Tarefa obrigatória 1:
Em que cidade fica a sede do Instituto de Estudos de Segurança Nacional, segundo o texto sobre a Arábia Saudita e os Acordos de Abraham?

Trecho selecionado:
·····

Trazer a Arábia Saudita para os Acordos de Abraham é um objetivo estratégico para EUA e Israel

Príncipe herdeiro saudita Mohammed bin Salmán. Crédito: Flickr/Organização Mundial do Turismo.

As capacidades econômicas, políticas e militares de Riad significam que sua entrada em um acordo de normalização com Israel seria um divisor de águas regional.

Em sua pesquisa estratégica anual divulgada nos últimos dias, o Instituto de Estudos de Segurança Nacional, com sede em Tel Aviv, apontou para um entendimento central que se espalhou pela região. Os Estados Unidos estão concentrando sua atenção e recursos em lidar com a China (e, mais recentemente, com a Rússia) e não estão dispostos a se envolver significativamente em novos conflitos no Oriente Médio.

O entusiasmo de Washington por reviver o acordo nuclear de 2015 com o Irã é um desses sinais dessa intenção de se desvencilhar do Oriente Médio.

·····

Entradas listadas:
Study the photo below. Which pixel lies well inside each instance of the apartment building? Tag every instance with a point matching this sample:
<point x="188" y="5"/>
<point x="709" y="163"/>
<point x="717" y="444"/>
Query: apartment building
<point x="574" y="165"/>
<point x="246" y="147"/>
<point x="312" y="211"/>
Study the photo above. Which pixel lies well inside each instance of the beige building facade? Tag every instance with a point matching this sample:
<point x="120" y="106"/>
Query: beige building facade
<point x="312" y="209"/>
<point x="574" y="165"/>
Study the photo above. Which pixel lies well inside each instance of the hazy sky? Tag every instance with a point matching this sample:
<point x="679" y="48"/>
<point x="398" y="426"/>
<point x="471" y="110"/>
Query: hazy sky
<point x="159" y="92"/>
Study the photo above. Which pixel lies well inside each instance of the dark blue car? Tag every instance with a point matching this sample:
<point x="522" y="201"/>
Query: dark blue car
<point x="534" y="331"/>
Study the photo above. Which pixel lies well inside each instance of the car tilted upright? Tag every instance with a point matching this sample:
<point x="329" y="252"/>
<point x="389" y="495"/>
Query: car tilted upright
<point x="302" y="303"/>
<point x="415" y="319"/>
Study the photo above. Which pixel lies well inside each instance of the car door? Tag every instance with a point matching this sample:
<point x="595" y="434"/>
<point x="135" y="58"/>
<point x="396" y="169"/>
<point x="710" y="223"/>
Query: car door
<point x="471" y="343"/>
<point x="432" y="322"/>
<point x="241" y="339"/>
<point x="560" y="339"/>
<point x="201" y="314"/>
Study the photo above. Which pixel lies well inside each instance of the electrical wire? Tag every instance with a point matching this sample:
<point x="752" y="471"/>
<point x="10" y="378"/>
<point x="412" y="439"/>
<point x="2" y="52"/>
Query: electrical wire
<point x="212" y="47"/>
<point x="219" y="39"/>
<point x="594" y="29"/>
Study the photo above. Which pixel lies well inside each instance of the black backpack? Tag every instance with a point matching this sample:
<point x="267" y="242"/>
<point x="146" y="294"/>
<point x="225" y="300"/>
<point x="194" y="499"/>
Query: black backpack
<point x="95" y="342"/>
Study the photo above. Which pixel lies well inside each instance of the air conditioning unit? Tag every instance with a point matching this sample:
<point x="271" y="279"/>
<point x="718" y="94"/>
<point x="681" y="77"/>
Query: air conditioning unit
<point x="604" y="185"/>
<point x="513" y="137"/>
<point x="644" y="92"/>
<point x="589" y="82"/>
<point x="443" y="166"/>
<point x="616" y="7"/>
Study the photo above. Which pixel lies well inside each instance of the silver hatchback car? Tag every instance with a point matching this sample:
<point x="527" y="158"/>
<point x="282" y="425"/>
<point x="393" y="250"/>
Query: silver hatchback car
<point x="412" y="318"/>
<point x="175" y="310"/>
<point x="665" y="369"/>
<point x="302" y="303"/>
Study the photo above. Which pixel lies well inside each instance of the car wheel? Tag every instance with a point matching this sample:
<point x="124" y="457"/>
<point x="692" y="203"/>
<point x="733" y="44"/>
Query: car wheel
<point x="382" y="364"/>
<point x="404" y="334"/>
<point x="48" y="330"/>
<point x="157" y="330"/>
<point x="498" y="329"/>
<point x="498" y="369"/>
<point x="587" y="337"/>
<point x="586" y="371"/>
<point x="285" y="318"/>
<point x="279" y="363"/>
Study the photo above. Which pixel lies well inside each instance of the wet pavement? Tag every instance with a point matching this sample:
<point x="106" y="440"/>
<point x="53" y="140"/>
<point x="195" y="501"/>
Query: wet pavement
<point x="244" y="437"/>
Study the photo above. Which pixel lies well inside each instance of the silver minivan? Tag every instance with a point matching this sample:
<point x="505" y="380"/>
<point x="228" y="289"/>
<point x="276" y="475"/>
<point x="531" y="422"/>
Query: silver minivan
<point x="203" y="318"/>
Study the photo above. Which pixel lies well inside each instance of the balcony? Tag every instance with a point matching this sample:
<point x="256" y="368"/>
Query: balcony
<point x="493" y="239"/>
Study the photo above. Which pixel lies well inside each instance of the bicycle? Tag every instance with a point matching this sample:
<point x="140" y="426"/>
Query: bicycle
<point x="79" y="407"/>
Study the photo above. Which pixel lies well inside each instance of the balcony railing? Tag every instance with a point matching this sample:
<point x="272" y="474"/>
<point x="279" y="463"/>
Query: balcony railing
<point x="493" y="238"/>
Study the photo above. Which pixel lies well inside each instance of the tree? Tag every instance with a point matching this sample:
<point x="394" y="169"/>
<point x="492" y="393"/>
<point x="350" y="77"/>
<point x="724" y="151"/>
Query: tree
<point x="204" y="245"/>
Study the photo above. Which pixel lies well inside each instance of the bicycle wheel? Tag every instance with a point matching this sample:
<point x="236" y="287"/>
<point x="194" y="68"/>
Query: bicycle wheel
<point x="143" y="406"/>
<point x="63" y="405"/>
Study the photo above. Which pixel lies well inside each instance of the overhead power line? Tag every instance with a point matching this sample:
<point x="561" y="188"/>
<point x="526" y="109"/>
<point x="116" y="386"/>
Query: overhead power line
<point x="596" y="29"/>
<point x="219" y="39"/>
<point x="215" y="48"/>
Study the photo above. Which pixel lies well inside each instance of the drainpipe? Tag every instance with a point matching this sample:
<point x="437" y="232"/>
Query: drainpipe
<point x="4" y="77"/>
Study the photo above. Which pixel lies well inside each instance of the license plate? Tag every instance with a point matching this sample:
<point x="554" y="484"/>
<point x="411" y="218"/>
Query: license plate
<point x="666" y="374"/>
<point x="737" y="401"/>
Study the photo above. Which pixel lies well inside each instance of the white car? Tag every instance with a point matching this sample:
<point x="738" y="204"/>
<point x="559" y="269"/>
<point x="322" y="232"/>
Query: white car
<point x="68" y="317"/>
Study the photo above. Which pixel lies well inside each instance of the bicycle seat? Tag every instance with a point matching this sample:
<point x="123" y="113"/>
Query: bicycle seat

·····

Tarefa obrigatória 2:
Reescreva como tabela Markdown, com as colunas "Nº" e "Linha", as linhas das entradas começando na que contém "of the white" e terminando no fim das entradas, deixando de fora as linhas em branco.

Resposta correta 1:
Em Tel Aviv.

Resposta correta 2:
| Nº | Linha |
|---|---|
| 1 | Study the photo above. Which pixel lies well inside each instance of the white car? Tag every instance with a point matching this sample: |
| 2 | <point x="738" y="204"/> |
| 3 | <point x="559" y="269"/> |
| 4 | <point x="322" y="232"/> |
| 5 | Query: white car |
| 6 | <point x="68" y="317"/> |
| 7 | Study the photo above. Which pixel lies well inside each instance of the bicycle seat? Tag every instance with a point matching this sample: |
| 8 | <point x="123" y="113"/> |
| 9 | Query: bicycle seat |